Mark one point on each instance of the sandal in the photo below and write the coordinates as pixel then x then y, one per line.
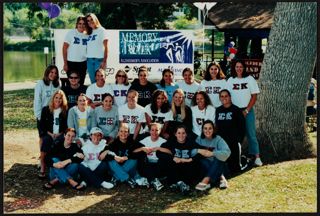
pixel 42 175
pixel 81 188
pixel 202 186
pixel 48 186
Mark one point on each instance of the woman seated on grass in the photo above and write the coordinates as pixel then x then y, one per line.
pixel 63 161
pixel 53 123
pixel 106 118
pixel 118 155
pixel 180 165
pixel 150 168
pixel 215 152
pixel 92 170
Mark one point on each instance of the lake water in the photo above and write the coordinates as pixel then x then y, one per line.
pixel 19 66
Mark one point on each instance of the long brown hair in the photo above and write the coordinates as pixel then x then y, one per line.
pixel 95 20
pixel 220 75
pixel 182 107
pixel 64 105
pixel 45 78
pixel 126 82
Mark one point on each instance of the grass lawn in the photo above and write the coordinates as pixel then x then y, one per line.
pixel 283 187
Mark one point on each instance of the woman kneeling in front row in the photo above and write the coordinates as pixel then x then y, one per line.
pixel 215 152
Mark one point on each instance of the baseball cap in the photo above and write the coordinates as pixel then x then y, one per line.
pixel 95 130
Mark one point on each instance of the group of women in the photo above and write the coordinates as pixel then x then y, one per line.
pixel 140 133
pixel 132 133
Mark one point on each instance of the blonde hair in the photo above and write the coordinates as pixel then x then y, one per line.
pixel 182 107
pixel 64 105
pixel 157 125
pixel 85 96
pixel 124 125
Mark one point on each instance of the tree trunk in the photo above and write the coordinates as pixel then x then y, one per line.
pixel 284 79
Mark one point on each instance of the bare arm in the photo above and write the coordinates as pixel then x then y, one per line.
pixel 148 120
pixel 164 150
pixel 252 101
pixel 136 130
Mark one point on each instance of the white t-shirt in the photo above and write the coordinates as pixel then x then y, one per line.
pixel 199 116
pixel 120 92
pixel 147 142
pixel 213 87
pixel 132 116
pixel 77 49
pixel 189 90
pixel 159 117
pixel 95 47
pixel 82 122
pixel 241 90
pixel 56 125
pixel 96 93
pixel 91 153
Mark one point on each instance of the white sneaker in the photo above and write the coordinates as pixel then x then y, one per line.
pixel 142 181
pixel 157 184
pixel 258 162
pixel 107 185
pixel 223 184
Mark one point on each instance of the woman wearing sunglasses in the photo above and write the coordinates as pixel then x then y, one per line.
pixel 74 49
pixel 73 89
pixel 97 46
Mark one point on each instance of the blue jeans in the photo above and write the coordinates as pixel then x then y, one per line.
pixel 122 172
pixel 251 133
pixel 69 171
pixel 93 64
pixel 95 177
pixel 213 169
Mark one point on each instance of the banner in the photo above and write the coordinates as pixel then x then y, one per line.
pixel 130 49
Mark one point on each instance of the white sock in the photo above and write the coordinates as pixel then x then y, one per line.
pixel 107 185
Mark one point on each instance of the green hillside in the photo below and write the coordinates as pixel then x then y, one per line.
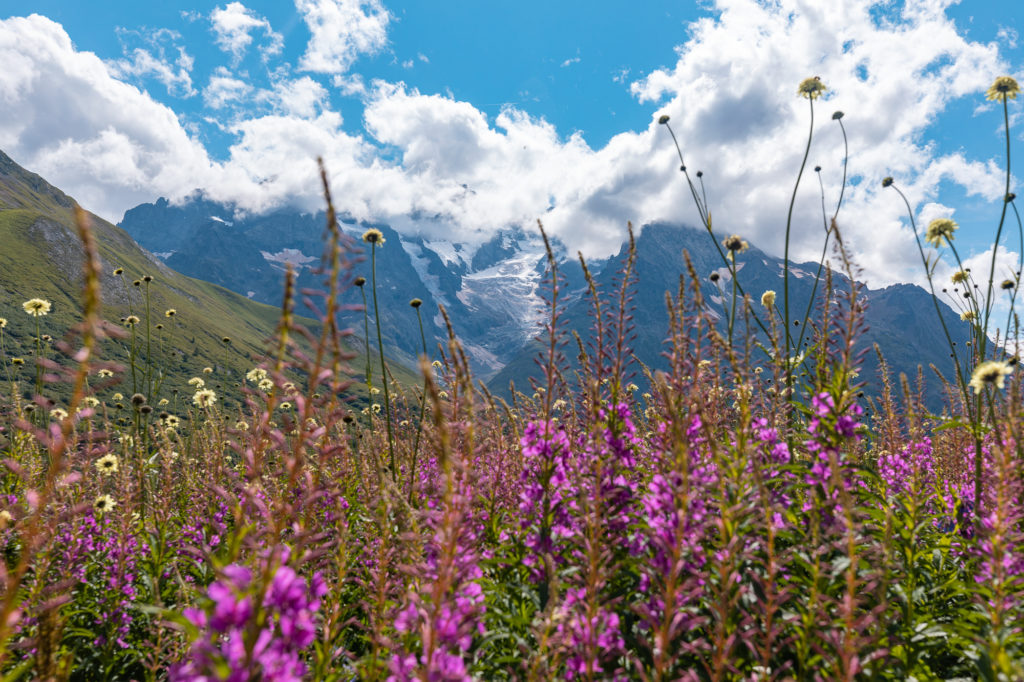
pixel 42 258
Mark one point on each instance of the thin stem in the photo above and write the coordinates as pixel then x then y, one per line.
pixel 785 254
pixel 423 408
pixel 998 233
pixel 380 349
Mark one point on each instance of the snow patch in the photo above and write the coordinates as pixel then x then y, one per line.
pixel 422 266
pixel 448 253
pixel 288 256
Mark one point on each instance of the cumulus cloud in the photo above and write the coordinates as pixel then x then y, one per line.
pixel 162 57
pixel 433 164
pixel 233 26
pixel 71 120
pixel 342 30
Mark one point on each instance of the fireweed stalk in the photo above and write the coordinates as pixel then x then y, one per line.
pixel 941 230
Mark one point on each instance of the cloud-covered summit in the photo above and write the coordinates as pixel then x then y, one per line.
pixel 280 92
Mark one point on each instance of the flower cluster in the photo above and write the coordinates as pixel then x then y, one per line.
pixel 253 631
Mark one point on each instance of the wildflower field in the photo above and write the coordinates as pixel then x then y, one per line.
pixel 742 513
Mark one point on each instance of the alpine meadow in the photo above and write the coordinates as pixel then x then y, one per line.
pixel 688 459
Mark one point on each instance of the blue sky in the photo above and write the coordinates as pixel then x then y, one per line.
pixel 459 118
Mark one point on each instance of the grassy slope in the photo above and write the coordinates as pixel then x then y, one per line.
pixel 42 258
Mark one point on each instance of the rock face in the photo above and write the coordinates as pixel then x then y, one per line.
pixel 491 291
pixel 494 292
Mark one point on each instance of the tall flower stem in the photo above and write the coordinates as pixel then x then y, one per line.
pixel 147 381
pixel 998 232
pixel 785 253
pixel 380 349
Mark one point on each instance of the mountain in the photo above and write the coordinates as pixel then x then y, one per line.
pixel 488 290
pixel 42 258
pixel 494 291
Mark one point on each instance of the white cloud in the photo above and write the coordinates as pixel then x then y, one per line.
pixel 233 26
pixel 341 31
pixel 142 64
pixel 69 119
pixel 224 89
pixel 731 95
pixel 163 58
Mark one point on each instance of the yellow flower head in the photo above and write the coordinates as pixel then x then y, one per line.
pixel 108 464
pixel 735 244
pixel 811 88
pixel 1004 87
pixel 205 397
pixel 103 504
pixel 988 373
pixel 257 375
pixel 37 307
pixel 938 228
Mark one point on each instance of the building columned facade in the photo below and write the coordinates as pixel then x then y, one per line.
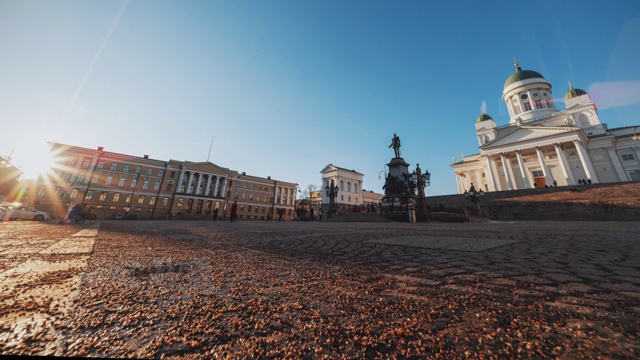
pixel 118 184
pixel 543 146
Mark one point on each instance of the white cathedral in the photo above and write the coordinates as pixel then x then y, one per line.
pixel 542 146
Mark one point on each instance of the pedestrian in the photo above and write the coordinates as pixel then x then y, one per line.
pixel 234 211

The problem = Transcribe the listing above in full. Pictures are not part of the copy.

Output for this exercise =
Mark one point on each instance of the sandal in the photo below and write the coordinates as pixel then x then y, one per line.
pixel 42 175
pixel 81 188
pixel 202 186
pixel 48 186
Mark one point on each instance of the woman seated on grass in the photo above and write the coordinates as pixel then x then y, one per line.
pixel 63 161
pixel 53 123
pixel 106 118
pixel 118 155
pixel 180 165
pixel 150 168
pixel 215 152
pixel 92 170
Mark one point on each instance of the lake water in the photo above and write the coordinates as pixel then x then y, one per line.
pixel 19 66
Mark one point on each instance of the long brown hair in the photo above and write the coordinates as pixel then x then y, one per line.
pixel 95 20
pixel 220 75
pixel 182 107
pixel 64 105
pixel 45 78
pixel 126 82
Mark one point on each instance of the grass lawn in the photo above and write the coordinates as pixel then x then y, one per line.
pixel 283 187
Mark one point on each instance of the woman kneeling in front row in the photo above and write the coordinates as pixel then x then y, one per line.
pixel 215 152
Mark one point on each instance of the baseball cap in the photo above and write the coordinates as pixel then x then y, one per line.
pixel 95 130
Mark one point on each instance of the group of women in the photo above and write the coordinates as pixel then x then y, one per line.
pixel 140 133
pixel 132 133
Mark one point on each instance of the blonde hair in the photo above and write the coordinates as pixel then x then y, one per line.
pixel 182 107
pixel 64 105
pixel 157 125
pixel 85 96
pixel 124 125
Mark one point on each instance of the tree trunk in the photo above and write the coordinates as pixel then x then y, one per line.
pixel 284 79
Mark one point on each instance of the bare arm in the photo above and write the coordinates as pixel then x then y, one per line.
pixel 148 120
pixel 164 150
pixel 252 101
pixel 136 130
Mark one point on each instance of the white t-shirt in the photo above and write the coordinates as pixel then x then y, one per line.
pixel 199 116
pixel 120 92
pixel 147 142
pixel 213 87
pixel 132 116
pixel 77 49
pixel 189 90
pixel 159 117
pixel 95 47
pixel 82 122
pixel 241 90
pixel 56 125
pixel 96 93
pixel 91 153
Mark one point on each instance of the white sneaker in the photo above and write the coordinates as pixel then x then y, one per line.
pixel 142 181
pixel 157 184
pixel 258 162
pixel 107 185
pixel 223 184
Mark one point on each instance of the woman wearing sunglasses in the photo above and write the coordinates as pixel then x then y, one per line.
pixel 74 49
pixel 73 89
pixel 97 46
Mark one point on each instance of the blue jeans in the photo above and write the coordinates as pixel then x then y, one per line.
pixel 122 172
pixel 251 133
pixel 69 171
pixel 93 64
pixel 95 177
pixel 213 169
Mark one point on each instance of the banner in the photo above and write the coordinates as pixel then x then y, one per line.
pixel 130 49
Mark one point on each instance of the white sock in the photo above and write the coordinates as pixel then x then y, one per line.
pixel 107 185
Mark one point on each instance of the green hillside in the photo below and write the coordinates as pixel then x then y, one per line.
pixel 42 258
Mark one point on each instance of the thin stem in the photo above and write the coordinates as pixel then x then y, one per line.
pixel 785 254
pixel 423 408
pixel 998 233
pixel 380 349
Mark one point on each instance of the snow patch in the photo above and write the coordinates as pixel then x then y, one per line.
pixel 422 266
pixel 448 253
pixel 288 256
Mark one point on each instance of the cumulus cloud in the photo above and write the coordinates as pixel then x then y, one per line.
pixel 162 57
pixel 433 164
pixel 233 26
pixel 71 120
pixel 342 30
Mark one point on each instance of the fireweed stalk in the photo above and write the coordinates as pixel then x then y, one per line.
pixel 941 230
Mark one point on each instance of the cloud-covered summit in the photo above and write the coordinates as pixel then x then y, one per line.
pixel 280 92
Mark one point on each instance of the flower cluster in the photo above and write the coordinates as pixel then x then y, one per line.
pixel 253 631
Mark one point on each instance of the wildflower field in the photo above and write the coordinates as pixel then x then y, one per line.
pixel 742 513
Mark one point on each instance of the alpine meadow in the photo above and write the coordinates as pixel then x then y, one per line.
pixel 688 459
Mark one point on each instance of the blue sky in the photo above and write the coordinates as pixel then x then y, one per line.
pixel 459 118
Mark one point on each instance of the grassy slope in the photo above and write the coordinates as pixel then x then y, one per line.
pixel 42 258
Mark one point on each instance of the rock face in the photo above and write the coordinates as pixel then x then y, one per line.
pixel 491 291
pixel 494 292
Mark one point on each instance of the tall flower stem in the photo above and write the coordinates as pixel then x then y, one per line.
pixel 147 381
pixel 998 232
pixel 785 253
pixel 380 349
Mark one point on each instance of the mountain in the photo above and write the coordinates as pixel then x then y, one per line.
pixel 488 290
pixel 42 258
pixel 494 291
Mark one point on each instance of the white cloud in the photo above and write the coordinates as pixel then x then y, one per line.
pixel 233 26
pixel 341 31
pixel 142 64
pixel 69 119
pixel 224 89
pixel 731 95
pixel 163 58
Mark one point on each instance of the yellow flower head in the photo above and write the coordinates as pixel then x then y, one per line.
pixel 108 464
pixel 735 244
pixel 811 88
pixel 1004 87
pixel 205 397
pixel 103 504
pixel 988 373
pixel 257 375
pixel 37 307
pixel 938 228
Mark one point on each instance of the building columned facade in the photo below and write the coordinates as pixel then x then y, one per line.
pixel 118 184
pixel 543 146
Mark one point on each instance of the white cathedral in the photo above and write the coordinates as pixel then x then y, one per line.
pixel 542 146
Mark one point on each instance of the pedestrian in the photo above and write the coordinates as pixel then x then y, one per line.
pixel 234 211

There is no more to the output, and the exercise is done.